* WHAT IS NEEDED *
Write out word for word the part of the piece on games, movies and violence starting at "Video games are" and ending at "damage at all.".

Do video games and movies perpetuate violence?

This argument has been made by many more eloquent than I but it’s still worth talking about. Is our popular culture resulting in a propensity towards violence? I sincerely wish that the answer could be a definitive no, but I don’t think that that is the case.

What brought this on was the movie Sin City. I saw it for the first time last night, and I found myself laughing a good bit. That got me to thinking: what in the world is so funny about someone getting blown to bits or shot in the head or committing suicide? Stuff like that is tragic, not humorous. If you saw it in the newspaper or on the 6 o’clock broadcast you’d shake your head in disgust at what is going on, shrug your shoulders at the injustice of it all, and that would be the end of it, but at least you’d be disgusted about it if only for a fleeting moment. Contrast that with movies where those sorts of things draw cheers and riotous laughter or awe (as in "Wow! That was cool!). The disconnect there is astounding. Is this an example of our desensitization and/or propensity towards violence? I’ll let you be the judge.

Video games are a similar beast, but they add another element: you are the one doing the killing. One of my favorite games is Call of Duty, a first-person shooter where you are a member of the Allies during World War II. When you’re playing the game it’s easy to hate the Germans for what you know they did during that time, but all the same the game has detailed rendering of faces, thus making them more human, and in some cases requires you to shoot them while they’re wounded and on their knees which these days would be outright brutality and might even be a war crime. On top of that, there are save points, medpacks, and restarts, so you’re essentially immortal, when (I hope) we all know that that is not the case at all. Other games require you to speed in a vehicle with no regard to traffic, and if you hit something you just reset and continue or, in some cases, you get no damage at all.

* STORED ROWS *
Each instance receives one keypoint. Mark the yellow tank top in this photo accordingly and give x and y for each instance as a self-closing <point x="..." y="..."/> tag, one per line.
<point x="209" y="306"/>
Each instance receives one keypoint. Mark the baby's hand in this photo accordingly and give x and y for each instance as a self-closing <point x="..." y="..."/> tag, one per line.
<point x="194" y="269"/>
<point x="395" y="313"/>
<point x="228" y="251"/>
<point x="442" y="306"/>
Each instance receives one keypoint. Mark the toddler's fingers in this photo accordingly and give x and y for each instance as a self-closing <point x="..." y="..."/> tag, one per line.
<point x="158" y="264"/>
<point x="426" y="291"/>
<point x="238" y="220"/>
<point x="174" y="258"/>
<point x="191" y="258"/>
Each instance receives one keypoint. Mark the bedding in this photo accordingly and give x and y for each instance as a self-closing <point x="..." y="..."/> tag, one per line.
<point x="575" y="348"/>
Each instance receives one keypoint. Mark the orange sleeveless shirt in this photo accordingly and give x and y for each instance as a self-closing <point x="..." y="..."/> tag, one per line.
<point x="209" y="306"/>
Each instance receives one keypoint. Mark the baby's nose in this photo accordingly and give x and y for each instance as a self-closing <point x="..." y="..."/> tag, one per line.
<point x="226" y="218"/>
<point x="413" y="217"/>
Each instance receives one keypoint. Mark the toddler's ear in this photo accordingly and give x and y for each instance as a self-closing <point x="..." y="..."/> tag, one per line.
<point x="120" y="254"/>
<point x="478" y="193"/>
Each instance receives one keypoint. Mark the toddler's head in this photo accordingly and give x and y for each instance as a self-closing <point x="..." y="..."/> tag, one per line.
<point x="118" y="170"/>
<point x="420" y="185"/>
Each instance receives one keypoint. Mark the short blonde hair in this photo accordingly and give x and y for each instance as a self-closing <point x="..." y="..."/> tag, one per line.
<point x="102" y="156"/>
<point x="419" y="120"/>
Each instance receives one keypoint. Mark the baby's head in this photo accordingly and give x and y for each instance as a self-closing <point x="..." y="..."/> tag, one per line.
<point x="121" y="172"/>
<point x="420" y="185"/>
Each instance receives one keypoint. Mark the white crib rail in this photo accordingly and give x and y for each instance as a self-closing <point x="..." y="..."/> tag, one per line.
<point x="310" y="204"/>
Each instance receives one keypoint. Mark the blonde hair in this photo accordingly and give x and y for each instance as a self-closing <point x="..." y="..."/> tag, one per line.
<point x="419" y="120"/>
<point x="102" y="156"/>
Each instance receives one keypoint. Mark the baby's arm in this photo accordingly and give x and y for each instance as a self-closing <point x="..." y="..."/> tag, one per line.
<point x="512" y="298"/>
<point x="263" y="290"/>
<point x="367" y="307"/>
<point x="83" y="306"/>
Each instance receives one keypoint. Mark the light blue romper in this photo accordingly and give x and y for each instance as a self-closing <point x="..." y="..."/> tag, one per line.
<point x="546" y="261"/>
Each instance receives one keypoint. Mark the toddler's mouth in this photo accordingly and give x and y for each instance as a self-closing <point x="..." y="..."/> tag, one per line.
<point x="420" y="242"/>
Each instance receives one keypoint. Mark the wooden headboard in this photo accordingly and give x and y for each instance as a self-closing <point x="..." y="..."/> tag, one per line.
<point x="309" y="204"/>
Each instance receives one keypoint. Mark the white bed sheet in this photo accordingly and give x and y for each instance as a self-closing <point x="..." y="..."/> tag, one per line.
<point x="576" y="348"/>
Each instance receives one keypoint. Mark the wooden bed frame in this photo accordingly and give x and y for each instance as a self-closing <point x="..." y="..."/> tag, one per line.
---
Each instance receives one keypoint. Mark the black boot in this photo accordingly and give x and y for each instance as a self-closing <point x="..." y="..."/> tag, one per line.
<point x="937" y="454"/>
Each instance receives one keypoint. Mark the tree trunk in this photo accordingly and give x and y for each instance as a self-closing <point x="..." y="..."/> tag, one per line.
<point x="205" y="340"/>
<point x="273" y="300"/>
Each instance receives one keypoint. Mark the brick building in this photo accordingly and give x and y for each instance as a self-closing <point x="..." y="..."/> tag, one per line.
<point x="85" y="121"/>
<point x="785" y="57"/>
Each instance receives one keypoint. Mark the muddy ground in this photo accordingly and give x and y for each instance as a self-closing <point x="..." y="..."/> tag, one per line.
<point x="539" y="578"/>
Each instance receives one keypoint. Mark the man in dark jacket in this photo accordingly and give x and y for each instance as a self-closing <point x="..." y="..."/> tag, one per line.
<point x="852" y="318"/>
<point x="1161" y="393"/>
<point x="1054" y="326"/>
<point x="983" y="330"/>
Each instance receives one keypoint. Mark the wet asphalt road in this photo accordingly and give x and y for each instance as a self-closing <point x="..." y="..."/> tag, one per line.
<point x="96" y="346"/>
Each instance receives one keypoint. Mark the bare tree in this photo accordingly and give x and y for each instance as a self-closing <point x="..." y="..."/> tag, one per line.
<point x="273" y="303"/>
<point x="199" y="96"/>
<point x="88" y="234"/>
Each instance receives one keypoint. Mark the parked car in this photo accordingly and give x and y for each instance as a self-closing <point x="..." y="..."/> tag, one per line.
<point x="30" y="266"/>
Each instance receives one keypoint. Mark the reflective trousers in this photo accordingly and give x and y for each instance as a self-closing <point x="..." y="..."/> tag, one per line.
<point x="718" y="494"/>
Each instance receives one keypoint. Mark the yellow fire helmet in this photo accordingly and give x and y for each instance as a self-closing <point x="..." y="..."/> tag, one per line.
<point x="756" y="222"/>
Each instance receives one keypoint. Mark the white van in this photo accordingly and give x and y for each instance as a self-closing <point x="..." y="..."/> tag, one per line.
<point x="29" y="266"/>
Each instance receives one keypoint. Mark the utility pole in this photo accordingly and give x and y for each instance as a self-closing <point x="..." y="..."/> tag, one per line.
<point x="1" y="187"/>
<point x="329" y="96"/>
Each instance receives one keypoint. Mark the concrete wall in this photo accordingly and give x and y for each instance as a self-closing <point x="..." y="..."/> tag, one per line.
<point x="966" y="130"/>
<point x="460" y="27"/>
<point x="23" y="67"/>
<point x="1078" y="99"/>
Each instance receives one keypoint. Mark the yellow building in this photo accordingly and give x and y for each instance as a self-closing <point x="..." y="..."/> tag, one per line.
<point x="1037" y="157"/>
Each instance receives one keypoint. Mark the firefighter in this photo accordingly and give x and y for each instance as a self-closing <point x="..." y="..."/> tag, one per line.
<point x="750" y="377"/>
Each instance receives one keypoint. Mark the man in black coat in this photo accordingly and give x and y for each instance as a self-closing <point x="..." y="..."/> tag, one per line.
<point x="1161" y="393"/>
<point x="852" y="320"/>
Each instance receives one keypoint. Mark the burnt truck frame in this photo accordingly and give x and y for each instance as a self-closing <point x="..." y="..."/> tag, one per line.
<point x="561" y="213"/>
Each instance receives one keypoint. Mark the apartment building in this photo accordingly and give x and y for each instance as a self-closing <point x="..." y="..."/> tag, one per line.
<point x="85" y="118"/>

* TASK RESULT *
Video games are a similar beast, but they add another element: you are the one doing the killing. One of my favorite games is Call of Duty, a first-person shooter where you are a member of the Allies during World War II. When you’re playing the game it’s easy to hate the Germans for what you know they did during that time, but all the same the game has detailed rendering of faces, thus making them more human, and in some cases requires you to shoot them while they’re wounded and on their knees which these days would be outright brutality and might even be a war crime. On top of that, there are save points, medpacks, and restarts, so you’re essentially immortal, when (I hope) we all know that that is not the case at all. Other games require you to speed in a vehicle with no regard to traffic, and if you hit something you just reset and continue or, in some cases, you get no damage at all.